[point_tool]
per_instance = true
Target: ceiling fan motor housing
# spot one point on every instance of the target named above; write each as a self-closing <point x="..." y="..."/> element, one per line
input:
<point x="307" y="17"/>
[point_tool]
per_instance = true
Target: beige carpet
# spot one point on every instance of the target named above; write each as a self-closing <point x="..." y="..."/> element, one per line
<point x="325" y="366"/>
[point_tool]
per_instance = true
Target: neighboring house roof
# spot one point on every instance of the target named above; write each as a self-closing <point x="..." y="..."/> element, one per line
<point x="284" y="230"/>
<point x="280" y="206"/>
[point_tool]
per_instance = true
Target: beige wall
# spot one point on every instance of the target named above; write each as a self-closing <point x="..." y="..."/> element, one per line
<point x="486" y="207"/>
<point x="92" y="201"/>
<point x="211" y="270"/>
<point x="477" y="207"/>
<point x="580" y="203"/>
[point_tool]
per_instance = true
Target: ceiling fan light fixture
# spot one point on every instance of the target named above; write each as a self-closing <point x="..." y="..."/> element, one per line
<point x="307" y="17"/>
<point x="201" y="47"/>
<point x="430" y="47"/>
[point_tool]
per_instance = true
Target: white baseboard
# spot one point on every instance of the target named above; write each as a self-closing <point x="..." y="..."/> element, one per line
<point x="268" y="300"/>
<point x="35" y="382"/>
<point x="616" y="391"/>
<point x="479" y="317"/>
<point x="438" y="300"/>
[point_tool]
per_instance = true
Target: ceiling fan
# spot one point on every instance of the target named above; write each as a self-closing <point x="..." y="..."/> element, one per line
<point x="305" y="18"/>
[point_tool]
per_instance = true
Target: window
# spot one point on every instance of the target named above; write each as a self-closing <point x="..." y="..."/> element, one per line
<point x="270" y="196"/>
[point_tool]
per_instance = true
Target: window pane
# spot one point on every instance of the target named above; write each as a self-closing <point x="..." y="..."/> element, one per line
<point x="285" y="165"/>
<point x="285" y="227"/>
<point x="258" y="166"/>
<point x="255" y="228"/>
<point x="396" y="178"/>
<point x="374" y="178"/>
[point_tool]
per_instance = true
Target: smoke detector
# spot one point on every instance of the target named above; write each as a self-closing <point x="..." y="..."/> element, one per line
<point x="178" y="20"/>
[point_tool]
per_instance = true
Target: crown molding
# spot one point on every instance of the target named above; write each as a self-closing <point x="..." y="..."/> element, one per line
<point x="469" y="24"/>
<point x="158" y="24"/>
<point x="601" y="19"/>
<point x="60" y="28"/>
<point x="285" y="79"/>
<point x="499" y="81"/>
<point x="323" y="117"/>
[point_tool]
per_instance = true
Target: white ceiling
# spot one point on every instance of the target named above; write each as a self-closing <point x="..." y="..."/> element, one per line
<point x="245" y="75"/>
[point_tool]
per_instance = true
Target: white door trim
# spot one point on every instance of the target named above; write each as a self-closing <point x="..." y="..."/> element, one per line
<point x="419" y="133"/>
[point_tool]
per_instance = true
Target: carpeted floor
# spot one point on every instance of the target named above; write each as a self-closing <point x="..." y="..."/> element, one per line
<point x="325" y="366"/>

:: Request ::
Each line in the material above must be retyped without alteration.

:: Right answer ::
[point_tool]
per_instance = true
Target: ceiling fan motor housing
# spot one point on every instance of the target named above; write each as a self-closing <point x="..." y="..."/> element, one per line
input:
<point x="307" y="17"/>
[point_tool]
per_instance = true
Target: beige carpet
# spot one point on every instance of the target named above; write each as a self-closing <point x="..." y="..."/> element, one per line
<point x="325" y="366"/>
[point_tool]
per_instance = true
Target: neighboring house roof
# spot one point on every instance of the target named above; write each as a self-closing <point x="..." y="..."/> element, one per line
<point x="284" y="230"/>
<point x="280" y="206"/>
[point_tool]
per_instance = true
Target: beige wall
# spot one point on every instance of the target named above; write each as a self-closing <point x="..." y="..."/> element, one per line
<point x="486" y="207"/>
<point x="92" y="201"/>
<point x="211" y="270"/>
<point x="477" y="207"/>
<point x="580" y="203"/>
[point_tool]
per_instance = true
Target: ceiling fan light fixture
# spot one point on every instance of the target named above; write each as a self-closing <point x="..." y="..."/> element, one per line
<point x="307" y="17"/>
<point x="201" y="47"/>
<point x="430" y="47"/>
[point_tool]
per_instance = true
Target: white baseboard
# spot one point on every instance of the target named above; write each as a self-closing <point x="..." y="..."/> element, one per line
<point x="268" y="300"/>
<point x="35" y="382"/>
<point x="616" y="391"/>
<point x="479" y="317"/>
<point x="438" y="300"/>
[point_tool]
per_instance = true
Target: ceiling fan
# spot one point on every instance of the target named above; write each as a self-closing <point x="..." y="..."/> element, one per line
<point x="305" y="18"/>
[point_tool]
per_instance = true
Target: window
# spot one point on every instance of the target named above; write each as a self-closing <point x="..." y="..."/> element, one per line
<point x="270" y="196"/>
[point_tool]
per_instance = true
Target: window pane
# spot one point on every instance of the target named above; write each as a self-closing <point x="..." y="..."/> element, one per line
<point x="285" y="165"/>
<point x="285" y="227"/>
<point x="258" y="166"/>
<point x="255" y="228"/>
<point x="396" y="178"/>
<point x="374" y="178"/>
[point_tool]
per_instance = true
Target: smoke detector
# spot one point on every instance of the target named above; write each as a self-closing <point x="..." y="..."/> element, one per line
<point x="178" y="20"/>
[point_tool]
per_instance = true
Target: crown molding
# spot one point on every instance of the target named above; write each as a self-closing <point x="..." y="..."/> element, one per line
<point x="469" y="24"/>
<point x="158" y="24"/>
<point x="601" y="19"/>
<point x="60" y="28"/>
<point x="285" y="79"/>
<point x="499" y="81"/>
<point x="323" y="117"/>
[point_tool]
per_instance = true
Target: white ceiling
# spot one point on every instance of the target named above; write each as a self-closing <point x="..." y="..."/> element, one per line
<point x="245" y="75"/>
[point_tool]
per_instance = true
Target: white door trim
# spot one point on every instance of the target named above; write each as a self-closing <point x="..." y="..."/> element, one per line
<point x="419" y="133"/>
[point_tool]
per_instance = true
Target: carpeted floor
# spot one point on every instance of the target named above; write each as a self-closing <point x="..." y="..."/> element, one per line
<point x="325" y="366"/>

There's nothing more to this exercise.